(Dataset entries)
......

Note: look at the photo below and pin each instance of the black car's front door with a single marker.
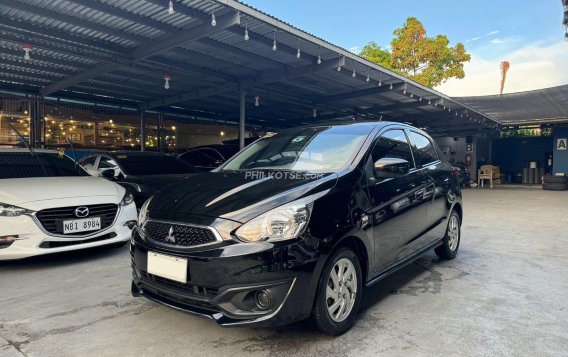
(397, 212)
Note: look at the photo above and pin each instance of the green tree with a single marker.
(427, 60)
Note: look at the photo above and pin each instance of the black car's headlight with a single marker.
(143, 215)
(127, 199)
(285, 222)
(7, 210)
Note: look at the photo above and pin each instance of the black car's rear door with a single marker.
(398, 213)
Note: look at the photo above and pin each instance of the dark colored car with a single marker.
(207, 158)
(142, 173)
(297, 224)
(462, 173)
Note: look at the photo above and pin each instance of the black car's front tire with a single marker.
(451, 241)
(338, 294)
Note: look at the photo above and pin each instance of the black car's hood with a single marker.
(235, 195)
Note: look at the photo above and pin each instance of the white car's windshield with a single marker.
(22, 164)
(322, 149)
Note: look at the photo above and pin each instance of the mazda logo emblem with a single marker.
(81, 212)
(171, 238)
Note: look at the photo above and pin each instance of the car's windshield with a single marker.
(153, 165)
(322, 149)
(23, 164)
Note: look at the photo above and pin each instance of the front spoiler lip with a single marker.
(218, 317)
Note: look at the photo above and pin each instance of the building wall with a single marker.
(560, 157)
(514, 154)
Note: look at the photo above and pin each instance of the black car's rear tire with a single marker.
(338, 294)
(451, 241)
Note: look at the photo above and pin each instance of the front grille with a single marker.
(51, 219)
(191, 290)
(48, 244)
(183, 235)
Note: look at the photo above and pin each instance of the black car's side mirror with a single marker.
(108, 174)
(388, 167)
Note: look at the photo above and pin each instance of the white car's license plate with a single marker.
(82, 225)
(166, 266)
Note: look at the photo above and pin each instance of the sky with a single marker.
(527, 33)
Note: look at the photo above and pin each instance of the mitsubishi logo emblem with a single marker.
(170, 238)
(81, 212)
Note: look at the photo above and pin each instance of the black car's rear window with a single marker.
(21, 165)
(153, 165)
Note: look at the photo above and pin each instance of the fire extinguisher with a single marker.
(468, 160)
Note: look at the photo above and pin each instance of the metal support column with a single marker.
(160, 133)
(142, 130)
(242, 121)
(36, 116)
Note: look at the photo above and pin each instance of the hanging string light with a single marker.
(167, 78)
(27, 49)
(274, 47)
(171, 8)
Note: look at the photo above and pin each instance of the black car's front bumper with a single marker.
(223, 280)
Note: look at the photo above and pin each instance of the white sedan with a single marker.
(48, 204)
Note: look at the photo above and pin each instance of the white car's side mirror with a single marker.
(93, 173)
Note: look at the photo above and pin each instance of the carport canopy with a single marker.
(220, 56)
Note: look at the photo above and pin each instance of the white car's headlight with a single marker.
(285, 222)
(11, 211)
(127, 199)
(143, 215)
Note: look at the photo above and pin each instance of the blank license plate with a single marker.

......

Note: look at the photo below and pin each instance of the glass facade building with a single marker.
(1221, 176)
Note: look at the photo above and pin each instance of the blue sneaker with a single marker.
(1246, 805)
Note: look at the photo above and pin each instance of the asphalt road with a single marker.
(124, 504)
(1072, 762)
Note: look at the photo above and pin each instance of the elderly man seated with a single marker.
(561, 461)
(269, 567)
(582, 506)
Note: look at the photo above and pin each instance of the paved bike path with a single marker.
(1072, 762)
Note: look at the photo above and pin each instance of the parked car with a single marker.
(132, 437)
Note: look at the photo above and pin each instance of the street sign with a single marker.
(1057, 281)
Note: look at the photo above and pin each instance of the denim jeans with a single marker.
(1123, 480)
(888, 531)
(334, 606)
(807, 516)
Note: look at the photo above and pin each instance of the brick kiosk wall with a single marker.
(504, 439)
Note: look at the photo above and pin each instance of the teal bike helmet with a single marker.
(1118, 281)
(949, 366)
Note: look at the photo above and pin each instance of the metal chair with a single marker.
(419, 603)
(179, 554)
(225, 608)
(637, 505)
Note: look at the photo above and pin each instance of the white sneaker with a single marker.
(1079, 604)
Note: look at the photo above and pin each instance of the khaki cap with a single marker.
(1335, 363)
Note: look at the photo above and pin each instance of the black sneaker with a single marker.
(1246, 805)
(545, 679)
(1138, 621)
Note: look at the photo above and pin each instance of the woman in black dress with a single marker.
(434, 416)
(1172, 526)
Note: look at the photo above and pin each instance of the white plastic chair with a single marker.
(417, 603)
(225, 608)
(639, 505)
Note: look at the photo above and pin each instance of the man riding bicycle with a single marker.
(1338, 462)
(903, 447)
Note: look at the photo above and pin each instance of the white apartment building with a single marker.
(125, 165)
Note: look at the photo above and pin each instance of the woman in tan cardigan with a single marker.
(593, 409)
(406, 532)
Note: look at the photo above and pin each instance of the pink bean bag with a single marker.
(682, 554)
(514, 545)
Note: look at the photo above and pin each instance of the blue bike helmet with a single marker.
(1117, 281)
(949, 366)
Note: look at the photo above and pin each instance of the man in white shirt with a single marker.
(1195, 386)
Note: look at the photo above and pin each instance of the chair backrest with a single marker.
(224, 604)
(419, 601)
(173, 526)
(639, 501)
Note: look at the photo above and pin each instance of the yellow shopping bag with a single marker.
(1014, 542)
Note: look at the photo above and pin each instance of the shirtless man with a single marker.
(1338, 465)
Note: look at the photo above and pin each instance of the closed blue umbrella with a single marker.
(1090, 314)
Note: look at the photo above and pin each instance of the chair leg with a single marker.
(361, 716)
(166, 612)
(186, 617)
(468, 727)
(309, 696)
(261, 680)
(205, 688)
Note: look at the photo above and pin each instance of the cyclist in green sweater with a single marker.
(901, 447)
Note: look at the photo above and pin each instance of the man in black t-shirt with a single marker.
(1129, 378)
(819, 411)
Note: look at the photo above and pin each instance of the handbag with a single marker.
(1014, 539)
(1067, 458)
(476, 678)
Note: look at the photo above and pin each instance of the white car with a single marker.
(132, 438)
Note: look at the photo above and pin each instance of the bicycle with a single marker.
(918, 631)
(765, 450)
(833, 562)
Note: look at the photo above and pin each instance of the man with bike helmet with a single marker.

......

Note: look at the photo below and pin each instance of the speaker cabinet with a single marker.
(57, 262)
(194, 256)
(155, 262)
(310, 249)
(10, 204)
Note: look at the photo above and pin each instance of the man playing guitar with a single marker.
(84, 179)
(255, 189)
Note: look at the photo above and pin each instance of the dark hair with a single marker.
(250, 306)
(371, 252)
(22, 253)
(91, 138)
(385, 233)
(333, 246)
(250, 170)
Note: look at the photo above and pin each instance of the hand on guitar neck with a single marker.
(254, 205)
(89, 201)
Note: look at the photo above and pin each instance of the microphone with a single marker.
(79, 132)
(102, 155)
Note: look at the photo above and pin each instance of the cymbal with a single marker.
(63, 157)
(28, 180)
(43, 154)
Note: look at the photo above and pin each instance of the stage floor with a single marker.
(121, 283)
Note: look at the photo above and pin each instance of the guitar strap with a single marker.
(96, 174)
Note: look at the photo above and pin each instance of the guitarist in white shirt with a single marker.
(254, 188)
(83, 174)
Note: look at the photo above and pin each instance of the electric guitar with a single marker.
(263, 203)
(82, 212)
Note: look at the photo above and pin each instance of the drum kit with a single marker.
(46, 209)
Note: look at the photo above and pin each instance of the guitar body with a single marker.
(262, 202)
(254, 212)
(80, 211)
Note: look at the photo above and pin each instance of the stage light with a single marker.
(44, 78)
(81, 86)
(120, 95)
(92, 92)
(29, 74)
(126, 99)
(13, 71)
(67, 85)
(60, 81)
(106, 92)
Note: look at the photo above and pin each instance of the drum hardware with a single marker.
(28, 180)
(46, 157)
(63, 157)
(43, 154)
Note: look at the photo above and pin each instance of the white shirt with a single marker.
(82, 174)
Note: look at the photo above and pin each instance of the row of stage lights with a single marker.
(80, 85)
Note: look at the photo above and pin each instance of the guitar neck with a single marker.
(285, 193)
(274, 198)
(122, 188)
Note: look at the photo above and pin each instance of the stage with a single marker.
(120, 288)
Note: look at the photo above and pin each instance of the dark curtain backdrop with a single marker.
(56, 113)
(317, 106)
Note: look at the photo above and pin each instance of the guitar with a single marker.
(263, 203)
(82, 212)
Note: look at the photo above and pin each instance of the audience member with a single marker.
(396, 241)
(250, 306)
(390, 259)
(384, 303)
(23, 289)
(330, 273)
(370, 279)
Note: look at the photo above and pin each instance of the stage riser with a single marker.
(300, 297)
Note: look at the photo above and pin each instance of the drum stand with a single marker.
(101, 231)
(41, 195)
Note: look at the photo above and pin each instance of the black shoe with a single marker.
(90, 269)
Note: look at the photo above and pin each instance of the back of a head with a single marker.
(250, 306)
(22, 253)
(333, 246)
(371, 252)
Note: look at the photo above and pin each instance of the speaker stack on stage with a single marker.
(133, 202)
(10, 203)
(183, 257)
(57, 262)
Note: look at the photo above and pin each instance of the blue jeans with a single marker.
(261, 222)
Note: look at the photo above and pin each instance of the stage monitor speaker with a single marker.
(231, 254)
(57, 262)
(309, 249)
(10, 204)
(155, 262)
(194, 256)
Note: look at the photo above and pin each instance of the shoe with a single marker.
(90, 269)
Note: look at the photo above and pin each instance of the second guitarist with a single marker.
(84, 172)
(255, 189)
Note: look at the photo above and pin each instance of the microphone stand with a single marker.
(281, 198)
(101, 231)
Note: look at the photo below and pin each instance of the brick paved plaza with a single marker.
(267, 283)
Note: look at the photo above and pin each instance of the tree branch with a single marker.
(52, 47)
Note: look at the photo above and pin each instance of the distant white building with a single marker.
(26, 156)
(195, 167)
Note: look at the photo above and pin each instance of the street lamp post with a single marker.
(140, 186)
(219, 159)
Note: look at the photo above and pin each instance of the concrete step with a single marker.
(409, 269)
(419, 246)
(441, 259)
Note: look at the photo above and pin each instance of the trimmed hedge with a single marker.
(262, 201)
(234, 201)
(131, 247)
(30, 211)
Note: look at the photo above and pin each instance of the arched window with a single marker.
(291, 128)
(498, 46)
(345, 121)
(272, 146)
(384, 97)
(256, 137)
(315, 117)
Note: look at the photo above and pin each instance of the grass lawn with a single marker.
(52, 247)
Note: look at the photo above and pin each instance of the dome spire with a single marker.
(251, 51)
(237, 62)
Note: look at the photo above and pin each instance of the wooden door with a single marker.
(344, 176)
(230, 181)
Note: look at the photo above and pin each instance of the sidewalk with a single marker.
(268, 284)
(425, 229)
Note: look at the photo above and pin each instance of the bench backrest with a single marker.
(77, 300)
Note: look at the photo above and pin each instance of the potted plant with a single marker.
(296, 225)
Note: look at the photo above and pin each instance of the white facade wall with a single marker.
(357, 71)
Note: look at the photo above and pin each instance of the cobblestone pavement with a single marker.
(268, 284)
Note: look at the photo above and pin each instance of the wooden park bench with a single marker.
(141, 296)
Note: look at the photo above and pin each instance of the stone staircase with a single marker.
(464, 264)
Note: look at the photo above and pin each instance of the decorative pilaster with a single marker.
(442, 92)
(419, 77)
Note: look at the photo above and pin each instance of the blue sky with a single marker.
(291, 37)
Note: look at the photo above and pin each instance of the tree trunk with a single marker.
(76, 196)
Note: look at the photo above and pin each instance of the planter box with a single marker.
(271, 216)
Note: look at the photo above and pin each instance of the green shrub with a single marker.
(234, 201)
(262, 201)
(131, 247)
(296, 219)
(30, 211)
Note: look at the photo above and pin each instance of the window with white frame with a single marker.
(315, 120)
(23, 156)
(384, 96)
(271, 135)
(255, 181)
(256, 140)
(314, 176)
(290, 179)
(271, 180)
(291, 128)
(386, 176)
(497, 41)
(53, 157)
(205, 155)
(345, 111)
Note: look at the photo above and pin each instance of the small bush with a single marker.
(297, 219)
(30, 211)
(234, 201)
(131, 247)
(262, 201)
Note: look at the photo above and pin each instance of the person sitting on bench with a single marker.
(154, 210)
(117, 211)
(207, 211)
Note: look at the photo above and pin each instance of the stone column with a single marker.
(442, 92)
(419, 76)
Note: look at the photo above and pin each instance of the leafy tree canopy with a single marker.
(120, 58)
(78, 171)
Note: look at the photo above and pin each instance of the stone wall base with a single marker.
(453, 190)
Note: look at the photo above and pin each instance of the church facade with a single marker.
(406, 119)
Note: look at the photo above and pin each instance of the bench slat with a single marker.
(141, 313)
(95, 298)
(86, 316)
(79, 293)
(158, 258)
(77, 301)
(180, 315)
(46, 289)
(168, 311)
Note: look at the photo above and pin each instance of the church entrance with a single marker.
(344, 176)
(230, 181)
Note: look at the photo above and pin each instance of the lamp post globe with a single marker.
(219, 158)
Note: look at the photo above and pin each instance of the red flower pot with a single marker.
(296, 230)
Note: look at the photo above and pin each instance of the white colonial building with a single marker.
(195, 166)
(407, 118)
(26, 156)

......

- [Your goal]
The entries above hold the needed span. Transcribe exactly the lines from the one with "extinguisher with a single marker." to the one with "blank license plate with a single marker.", both included.

- [Response below]
Note: look at the photo above and pin each instance of the fire extinguisher with a single marker.
(468, 160)
Note: look at the photo above and pin each instance of the metal support column with a single marker.
(160, 133)
(142, 130)
(242, 121)
(36, 116)
Note: look at the photo above and pin each instance of the hanging string light with a single marker.
(167, 78)
(27, 49)
(274, 47)
(171, 8)
Note: look at the photo above and pin each instance of the black car's front bumper with a single marker.
(223, 280)
Note: look at the photo above and pin each instance of the white sedan with a single marker.
(48, 204)
Note: look at the photo above and pin each instance of the white car's side mirror with a single marker.
(93, 173)
Note: look at the photo above and pin each instance of the carport canopy with a single marker.
(220, 56)
Note: look at the photo above and pin each instance of the white car's headlight with a single marker.
(285, 222)
(11, 211)
(127, 199)
(143, 215)
Note: look at the photo above and pin each instance of the blank license plate with a single marker.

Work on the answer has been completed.